- _WRITTEN REQUEST_
Identify every line in the records below that contains the word "white", and copy each such line in full. Case counts.

- _PROVIDED RECORDS_
──────

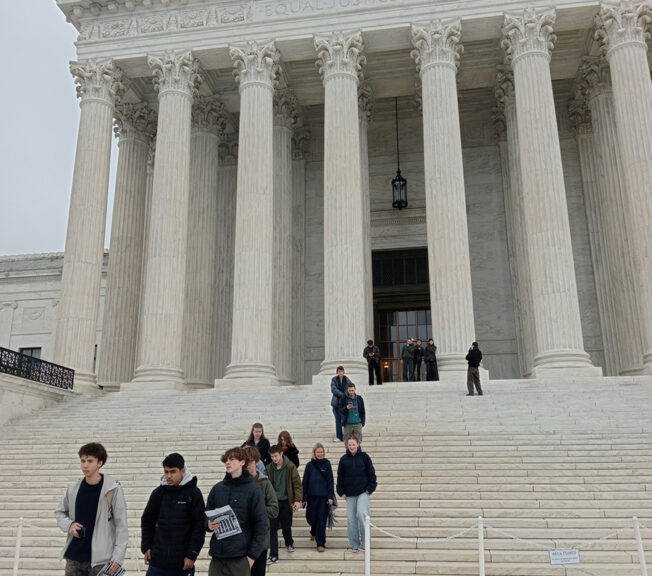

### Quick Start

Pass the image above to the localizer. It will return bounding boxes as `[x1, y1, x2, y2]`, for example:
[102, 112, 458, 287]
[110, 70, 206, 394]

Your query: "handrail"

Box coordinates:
[0, 347, 75, 390]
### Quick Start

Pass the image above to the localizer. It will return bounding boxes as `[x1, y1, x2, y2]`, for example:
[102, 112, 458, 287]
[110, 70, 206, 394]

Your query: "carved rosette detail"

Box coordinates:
[191, 95, 229, 136]
[358, 82, 374, 122]
[501, 7, 557, 65]
[315, 30, 367, 82]
[147, 50, 202, 98]
[113, 102, 157, 142]
[575, 56, 611, 100]
[70, 58, 127, 105]
[229, 40, 281, 90]
[410, 19, 464, 74]
[595, 0, 652, 54]
[273, 90, 301, 129]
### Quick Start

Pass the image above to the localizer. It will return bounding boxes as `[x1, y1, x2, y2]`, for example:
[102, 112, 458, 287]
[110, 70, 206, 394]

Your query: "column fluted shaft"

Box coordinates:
[412, 20, 475, 370]
[224, 42, 279, 380]
[315, 32, 366, 374]
[583, 59, 643, 375]
[503, 9, 598, 377]
[134, 52, 200, 385]
[54, 60, 124, 390]
[274, 93, 297, 384]
[496, 71, 535, 377]
[569, 97, 619, 376]
[183, 97, 223, 388]
[597, 1, 652, 373]
[358, 85, 374, 340]
[98, 104, 155, 389]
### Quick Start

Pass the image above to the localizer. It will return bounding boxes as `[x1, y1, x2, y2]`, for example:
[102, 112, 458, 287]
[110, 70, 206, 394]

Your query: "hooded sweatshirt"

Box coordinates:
[140, 468, 206, 571]
[54, 474, 129, 566]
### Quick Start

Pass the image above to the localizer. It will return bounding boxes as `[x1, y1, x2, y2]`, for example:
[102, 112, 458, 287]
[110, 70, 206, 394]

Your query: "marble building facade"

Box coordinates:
[0, 0, 652, 390]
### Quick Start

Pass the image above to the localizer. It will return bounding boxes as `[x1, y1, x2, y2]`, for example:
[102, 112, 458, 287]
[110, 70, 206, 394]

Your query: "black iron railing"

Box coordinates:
[0, 347, 75, 390]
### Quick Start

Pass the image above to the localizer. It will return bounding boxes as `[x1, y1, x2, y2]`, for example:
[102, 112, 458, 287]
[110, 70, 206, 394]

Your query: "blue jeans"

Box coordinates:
[346, 492, 369, 550]
[332, 406, 344, 440]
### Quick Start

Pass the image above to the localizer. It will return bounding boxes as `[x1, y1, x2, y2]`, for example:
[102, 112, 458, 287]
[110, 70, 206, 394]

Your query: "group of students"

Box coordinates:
[55, 422, 376, 576]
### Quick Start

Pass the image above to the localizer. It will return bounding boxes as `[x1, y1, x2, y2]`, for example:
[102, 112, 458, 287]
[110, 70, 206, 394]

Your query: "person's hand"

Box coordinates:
[208, 520, 222, 530]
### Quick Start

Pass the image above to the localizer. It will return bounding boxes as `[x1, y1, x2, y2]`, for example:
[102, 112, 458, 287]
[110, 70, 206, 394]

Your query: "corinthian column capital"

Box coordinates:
[315, 31, 367, 82]
[494, 65, 514, 109]
[410, 20, 464, 73]
[113, 102, 156, 142]
[576, 56, 611, 100]
[191, 96, 229, 136]
[229, 40, 281, 91]
[595, 0, 652, 54]
[70, 58, 127, 106]
[273, 90, 300, 129]
[502, 7, 557, 65]
[147, 50, 202, 98]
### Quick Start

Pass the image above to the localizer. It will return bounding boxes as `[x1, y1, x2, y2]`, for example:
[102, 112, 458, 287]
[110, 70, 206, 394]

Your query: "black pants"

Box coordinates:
[269, 500, 294, 557]
[367, 358, 383, 386]
[306, 496, 328, 546]
[426, 360, 439, 382]
[251, 548, 267, 576]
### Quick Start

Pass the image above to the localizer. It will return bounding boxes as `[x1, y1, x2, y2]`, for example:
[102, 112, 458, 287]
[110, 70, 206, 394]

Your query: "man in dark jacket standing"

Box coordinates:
[362, 340, 383, 386]
[466, 342, 482, 396]
[337, 436, 377, 552]
[206, 447, 269, 576]
[140, 453, 206, 576]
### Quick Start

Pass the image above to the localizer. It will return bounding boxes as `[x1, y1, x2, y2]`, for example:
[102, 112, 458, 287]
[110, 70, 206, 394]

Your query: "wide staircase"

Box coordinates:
[0, 378, 652, 576]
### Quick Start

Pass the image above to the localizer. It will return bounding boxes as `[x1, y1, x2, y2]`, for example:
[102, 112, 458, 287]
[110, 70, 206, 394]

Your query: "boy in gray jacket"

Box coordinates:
[54, 442, 129, 576]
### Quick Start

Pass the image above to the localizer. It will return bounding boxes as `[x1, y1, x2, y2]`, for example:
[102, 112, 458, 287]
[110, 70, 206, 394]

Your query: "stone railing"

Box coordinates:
[0, 347, 75, 390]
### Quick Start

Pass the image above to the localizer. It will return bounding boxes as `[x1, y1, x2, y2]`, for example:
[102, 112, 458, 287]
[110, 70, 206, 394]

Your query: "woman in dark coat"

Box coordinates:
[303, 443, 335, 552]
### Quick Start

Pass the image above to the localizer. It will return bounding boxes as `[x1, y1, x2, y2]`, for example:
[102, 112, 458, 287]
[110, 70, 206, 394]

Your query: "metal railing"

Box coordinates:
[0, 347, 75, 390]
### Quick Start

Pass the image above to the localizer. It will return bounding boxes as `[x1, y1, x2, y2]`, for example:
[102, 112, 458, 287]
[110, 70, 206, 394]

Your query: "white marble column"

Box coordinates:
[579, 58, 643, 375]
[0, 302, 18, 348]
[495, 67, 535, 378]
[315, 32, 367, 374]
[98, 103, 156, 390]
[273, 91, 302, 384]
[358, 82, 375, 348]
[54, 60, 124, 391]
[503, 8, 601, 378]
[596, 1, 652, 373]
[130, 51, 200, 388]
[411, 20, 476, 372]
[292, 126, 311, 384]
[215, 133, 238, 379]
[569, 96, 619, 376]
[183, 96, 226, 388]
[224, 42, 279, 383]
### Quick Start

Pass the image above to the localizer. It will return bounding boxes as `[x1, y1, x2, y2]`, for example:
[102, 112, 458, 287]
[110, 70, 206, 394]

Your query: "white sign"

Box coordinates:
[548, 548, 580, 566]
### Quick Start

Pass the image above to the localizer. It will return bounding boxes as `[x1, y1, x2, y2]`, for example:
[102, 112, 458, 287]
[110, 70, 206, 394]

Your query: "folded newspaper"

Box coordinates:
[206, 504, 242, 540]
[99, 562, 127, 576]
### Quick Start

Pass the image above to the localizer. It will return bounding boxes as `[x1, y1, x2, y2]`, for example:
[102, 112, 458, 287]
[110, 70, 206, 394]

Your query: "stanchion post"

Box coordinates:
[632, 516, 647, 576]
[13, 516, 24, 576]
[364, 514, 371, 576]
[478, 516, 485, 576]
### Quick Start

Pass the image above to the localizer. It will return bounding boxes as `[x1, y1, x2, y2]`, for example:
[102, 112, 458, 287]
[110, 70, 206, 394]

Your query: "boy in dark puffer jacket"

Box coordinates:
[140, 453, 206, 576]
[205, 447, 269, 576]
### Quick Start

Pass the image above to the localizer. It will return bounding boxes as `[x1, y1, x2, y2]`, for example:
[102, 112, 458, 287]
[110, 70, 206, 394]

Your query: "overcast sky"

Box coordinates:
[0, 0, 117, 255]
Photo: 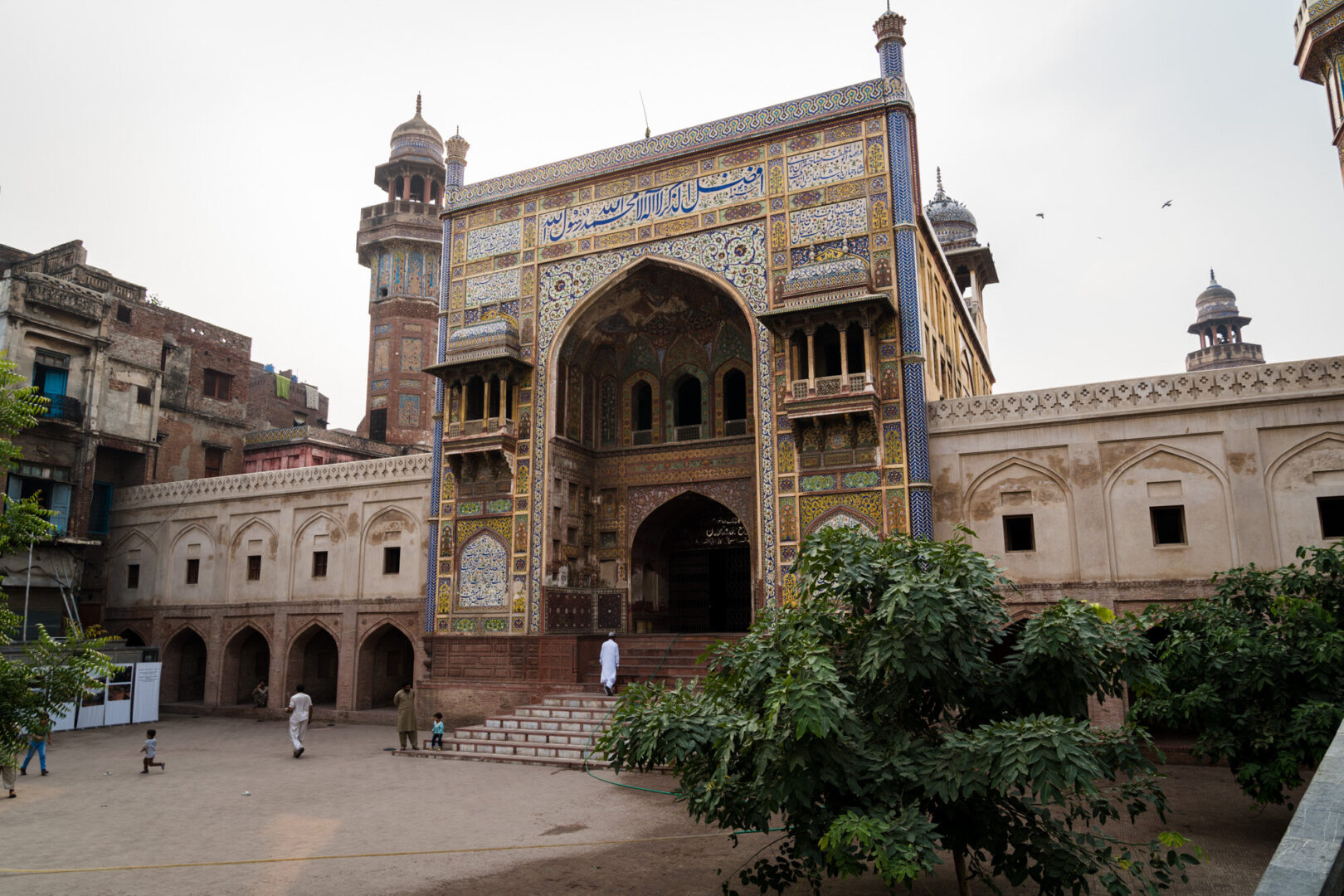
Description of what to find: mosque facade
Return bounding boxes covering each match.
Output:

──────

- _TASK SOLUTION_
Your query: "white marble column"
Your query: "white sign"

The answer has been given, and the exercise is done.